* Task goal *
Report only the number of lines in the listing below that contain the string "Give", treating uppercase and lowercase as distinct.

[Material for this task start]

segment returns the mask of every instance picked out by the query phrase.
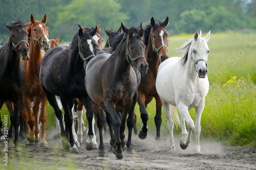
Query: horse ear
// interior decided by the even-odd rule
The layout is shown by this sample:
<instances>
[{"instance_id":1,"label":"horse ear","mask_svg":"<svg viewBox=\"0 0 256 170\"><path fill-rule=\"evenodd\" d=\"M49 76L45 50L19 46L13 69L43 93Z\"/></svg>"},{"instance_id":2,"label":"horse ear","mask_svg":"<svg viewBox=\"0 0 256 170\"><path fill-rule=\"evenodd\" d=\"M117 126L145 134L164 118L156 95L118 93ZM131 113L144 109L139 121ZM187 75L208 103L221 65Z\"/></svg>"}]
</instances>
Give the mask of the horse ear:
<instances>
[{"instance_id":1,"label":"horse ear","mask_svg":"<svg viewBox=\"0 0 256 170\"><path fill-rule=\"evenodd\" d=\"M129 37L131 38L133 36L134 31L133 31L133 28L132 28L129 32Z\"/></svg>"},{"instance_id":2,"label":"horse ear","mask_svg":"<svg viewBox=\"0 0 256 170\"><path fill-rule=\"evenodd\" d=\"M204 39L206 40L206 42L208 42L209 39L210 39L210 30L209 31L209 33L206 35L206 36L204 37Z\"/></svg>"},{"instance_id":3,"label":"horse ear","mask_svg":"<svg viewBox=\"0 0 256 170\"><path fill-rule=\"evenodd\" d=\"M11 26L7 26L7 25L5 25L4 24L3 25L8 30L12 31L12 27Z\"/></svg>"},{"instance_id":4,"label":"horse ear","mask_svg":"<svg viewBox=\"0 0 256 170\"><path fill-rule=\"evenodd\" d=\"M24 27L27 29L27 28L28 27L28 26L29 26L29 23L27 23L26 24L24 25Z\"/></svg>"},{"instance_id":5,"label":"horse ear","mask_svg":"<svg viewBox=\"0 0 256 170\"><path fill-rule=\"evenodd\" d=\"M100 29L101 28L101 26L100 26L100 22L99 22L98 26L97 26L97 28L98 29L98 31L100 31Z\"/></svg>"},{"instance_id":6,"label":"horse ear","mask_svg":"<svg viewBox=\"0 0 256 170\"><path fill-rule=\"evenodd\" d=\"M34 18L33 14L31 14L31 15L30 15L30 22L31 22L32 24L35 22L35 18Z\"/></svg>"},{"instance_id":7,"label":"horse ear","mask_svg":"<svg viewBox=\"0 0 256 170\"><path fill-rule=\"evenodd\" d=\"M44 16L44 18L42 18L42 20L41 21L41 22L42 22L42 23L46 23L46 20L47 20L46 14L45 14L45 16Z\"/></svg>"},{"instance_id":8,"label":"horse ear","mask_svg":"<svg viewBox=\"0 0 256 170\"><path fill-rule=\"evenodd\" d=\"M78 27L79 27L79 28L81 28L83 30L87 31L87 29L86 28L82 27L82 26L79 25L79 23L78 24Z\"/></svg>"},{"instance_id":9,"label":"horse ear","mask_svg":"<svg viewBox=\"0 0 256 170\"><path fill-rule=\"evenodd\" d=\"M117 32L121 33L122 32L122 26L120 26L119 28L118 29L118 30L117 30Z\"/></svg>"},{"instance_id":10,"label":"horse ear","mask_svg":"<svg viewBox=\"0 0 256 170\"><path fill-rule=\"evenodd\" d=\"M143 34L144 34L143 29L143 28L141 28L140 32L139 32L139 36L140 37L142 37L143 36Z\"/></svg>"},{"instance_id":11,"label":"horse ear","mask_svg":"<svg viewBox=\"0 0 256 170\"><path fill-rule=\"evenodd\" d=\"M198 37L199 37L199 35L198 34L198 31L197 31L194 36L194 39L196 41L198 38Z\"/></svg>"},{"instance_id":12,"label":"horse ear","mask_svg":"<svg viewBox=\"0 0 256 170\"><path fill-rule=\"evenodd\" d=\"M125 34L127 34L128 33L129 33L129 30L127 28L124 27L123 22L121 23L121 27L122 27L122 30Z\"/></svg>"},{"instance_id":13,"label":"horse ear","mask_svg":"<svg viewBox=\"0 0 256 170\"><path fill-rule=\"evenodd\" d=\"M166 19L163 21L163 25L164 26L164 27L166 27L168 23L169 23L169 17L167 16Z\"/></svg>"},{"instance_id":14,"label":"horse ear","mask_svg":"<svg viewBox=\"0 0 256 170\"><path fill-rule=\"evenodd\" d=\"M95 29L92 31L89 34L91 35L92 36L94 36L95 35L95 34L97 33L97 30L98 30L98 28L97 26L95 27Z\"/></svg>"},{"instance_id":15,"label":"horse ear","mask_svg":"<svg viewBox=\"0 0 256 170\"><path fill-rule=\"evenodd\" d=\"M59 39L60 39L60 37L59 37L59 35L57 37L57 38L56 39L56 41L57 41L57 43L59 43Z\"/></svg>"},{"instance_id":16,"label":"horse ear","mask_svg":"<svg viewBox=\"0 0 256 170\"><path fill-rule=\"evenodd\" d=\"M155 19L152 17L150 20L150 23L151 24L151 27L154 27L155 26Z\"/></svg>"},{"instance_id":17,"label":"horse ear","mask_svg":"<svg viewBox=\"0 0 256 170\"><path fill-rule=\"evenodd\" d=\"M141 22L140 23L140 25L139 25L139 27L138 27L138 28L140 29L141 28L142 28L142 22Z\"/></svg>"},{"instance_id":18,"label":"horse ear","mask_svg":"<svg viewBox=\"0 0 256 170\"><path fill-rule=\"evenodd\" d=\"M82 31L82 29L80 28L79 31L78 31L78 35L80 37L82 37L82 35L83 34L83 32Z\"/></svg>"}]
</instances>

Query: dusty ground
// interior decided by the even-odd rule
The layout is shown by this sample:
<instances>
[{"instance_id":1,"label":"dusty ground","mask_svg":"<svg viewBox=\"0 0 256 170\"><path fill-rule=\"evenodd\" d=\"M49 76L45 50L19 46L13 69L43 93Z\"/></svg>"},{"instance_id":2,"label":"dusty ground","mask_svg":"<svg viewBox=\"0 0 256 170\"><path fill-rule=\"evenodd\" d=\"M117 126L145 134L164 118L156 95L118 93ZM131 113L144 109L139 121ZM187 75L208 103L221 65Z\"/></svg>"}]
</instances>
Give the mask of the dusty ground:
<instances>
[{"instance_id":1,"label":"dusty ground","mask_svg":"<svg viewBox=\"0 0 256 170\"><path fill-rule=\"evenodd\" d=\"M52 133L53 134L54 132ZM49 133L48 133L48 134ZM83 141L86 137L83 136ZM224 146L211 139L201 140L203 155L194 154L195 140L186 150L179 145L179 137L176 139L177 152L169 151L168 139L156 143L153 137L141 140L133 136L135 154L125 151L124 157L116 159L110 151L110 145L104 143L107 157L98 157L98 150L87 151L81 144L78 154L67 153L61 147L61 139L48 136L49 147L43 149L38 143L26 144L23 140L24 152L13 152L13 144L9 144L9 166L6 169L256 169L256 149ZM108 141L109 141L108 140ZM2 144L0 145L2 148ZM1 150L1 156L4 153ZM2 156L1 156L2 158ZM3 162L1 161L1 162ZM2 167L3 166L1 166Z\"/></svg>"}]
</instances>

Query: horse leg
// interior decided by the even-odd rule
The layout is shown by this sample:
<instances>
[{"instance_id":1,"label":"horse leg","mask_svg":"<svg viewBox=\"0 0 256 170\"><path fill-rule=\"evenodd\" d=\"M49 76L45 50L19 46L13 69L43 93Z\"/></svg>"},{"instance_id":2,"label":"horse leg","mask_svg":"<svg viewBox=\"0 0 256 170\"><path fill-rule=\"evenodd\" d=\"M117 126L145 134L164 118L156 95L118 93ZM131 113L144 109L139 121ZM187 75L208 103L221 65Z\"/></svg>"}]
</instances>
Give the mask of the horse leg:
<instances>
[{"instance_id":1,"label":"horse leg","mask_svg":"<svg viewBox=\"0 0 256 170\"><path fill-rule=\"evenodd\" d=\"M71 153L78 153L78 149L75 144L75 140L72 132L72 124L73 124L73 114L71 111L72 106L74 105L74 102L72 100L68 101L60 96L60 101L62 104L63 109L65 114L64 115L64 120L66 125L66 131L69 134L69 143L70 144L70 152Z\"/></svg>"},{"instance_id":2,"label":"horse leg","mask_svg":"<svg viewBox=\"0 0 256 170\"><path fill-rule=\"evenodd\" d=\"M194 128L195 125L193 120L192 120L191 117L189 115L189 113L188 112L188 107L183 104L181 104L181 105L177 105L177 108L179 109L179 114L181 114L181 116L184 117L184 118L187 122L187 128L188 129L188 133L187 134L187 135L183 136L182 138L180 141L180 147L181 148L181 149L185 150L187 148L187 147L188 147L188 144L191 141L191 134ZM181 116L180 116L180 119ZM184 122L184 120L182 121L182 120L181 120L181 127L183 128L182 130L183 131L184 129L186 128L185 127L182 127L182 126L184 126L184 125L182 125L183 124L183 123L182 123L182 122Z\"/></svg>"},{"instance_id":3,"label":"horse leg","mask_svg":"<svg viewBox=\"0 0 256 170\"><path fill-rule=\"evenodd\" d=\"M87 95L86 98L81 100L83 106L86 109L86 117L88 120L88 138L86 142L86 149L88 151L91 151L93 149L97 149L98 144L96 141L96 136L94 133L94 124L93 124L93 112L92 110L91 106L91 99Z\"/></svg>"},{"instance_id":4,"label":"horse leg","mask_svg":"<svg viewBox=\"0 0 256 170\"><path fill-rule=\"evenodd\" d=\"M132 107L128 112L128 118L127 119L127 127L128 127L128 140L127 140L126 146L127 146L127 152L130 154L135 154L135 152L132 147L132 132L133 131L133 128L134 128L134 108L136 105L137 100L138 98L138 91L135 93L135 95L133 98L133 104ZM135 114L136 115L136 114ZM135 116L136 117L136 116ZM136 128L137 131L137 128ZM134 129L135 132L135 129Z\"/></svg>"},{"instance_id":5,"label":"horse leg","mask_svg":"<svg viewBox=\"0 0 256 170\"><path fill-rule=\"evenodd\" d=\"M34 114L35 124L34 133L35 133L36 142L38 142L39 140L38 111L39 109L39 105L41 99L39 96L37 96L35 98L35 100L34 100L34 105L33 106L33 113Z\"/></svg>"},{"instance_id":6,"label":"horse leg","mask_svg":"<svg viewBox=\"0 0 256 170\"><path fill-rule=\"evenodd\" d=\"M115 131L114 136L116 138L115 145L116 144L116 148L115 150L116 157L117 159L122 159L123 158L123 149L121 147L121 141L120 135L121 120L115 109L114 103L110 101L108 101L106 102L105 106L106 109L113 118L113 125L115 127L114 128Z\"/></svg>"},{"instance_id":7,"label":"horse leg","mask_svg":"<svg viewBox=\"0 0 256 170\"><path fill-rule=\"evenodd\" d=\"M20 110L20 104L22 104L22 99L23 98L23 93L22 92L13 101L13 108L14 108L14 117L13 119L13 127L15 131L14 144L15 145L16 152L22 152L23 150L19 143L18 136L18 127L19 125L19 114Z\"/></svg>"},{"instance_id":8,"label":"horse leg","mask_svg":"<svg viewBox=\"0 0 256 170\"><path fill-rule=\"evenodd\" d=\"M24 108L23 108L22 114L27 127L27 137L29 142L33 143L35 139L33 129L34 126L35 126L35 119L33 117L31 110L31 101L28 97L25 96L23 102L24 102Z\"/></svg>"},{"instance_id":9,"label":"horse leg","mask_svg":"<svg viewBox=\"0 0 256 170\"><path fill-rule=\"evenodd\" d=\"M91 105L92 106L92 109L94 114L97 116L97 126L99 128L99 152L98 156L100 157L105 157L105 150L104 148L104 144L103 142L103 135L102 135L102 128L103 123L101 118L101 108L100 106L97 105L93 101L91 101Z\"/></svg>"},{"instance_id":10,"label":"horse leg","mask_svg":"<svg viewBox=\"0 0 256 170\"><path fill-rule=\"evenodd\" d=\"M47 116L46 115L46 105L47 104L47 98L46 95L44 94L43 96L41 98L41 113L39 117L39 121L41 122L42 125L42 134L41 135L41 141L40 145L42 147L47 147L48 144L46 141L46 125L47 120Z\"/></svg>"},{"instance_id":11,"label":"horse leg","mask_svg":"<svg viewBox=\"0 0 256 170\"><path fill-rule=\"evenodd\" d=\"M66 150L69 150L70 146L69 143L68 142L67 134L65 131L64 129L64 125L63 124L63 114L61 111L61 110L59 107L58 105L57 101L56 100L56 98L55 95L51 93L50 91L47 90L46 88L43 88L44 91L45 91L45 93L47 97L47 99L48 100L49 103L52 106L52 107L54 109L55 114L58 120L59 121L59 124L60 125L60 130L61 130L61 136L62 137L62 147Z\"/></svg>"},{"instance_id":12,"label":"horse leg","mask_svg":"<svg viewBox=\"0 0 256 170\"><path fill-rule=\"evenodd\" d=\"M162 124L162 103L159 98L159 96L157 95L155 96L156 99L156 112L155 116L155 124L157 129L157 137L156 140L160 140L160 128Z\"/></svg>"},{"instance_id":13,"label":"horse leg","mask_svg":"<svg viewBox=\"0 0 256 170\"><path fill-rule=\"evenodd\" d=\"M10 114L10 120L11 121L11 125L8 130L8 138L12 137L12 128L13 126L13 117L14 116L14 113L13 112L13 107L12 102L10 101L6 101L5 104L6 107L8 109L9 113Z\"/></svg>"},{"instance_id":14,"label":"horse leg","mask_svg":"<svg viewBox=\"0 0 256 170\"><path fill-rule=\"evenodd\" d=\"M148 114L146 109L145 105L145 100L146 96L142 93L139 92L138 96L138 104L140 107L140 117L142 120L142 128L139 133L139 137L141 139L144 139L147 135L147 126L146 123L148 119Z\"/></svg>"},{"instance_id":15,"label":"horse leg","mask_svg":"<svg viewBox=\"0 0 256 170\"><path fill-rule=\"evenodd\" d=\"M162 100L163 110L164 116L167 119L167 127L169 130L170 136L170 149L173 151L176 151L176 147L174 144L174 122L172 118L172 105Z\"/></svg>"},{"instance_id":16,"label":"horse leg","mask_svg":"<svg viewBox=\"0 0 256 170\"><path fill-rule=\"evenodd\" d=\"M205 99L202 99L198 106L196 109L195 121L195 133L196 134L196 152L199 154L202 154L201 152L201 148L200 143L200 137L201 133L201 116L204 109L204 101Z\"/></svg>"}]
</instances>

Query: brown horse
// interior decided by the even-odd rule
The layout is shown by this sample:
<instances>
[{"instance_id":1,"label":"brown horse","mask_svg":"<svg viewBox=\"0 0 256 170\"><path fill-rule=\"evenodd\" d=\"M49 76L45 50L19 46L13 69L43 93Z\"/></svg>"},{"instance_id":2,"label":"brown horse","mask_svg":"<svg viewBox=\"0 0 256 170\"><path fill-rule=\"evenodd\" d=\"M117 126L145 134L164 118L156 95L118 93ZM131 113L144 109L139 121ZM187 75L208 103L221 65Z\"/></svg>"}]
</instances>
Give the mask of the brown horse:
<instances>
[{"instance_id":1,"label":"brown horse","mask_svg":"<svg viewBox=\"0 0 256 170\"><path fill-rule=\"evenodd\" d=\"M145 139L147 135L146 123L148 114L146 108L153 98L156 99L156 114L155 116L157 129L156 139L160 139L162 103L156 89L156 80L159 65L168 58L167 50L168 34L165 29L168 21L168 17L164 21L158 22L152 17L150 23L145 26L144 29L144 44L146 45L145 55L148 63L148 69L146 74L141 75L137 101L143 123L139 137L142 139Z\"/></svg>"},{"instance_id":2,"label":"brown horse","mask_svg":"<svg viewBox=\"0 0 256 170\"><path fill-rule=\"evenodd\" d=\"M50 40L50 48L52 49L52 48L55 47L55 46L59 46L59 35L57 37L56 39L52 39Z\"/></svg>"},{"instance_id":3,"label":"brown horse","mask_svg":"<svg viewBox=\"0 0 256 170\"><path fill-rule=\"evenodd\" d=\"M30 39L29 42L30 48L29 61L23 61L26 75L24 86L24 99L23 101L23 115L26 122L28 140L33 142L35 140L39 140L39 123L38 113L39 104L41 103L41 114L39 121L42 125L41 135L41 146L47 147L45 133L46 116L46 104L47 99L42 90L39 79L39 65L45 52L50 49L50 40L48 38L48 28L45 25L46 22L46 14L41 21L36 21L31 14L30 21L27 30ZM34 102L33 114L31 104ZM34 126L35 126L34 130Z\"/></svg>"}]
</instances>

[Material for this task end]

* Complete output *
4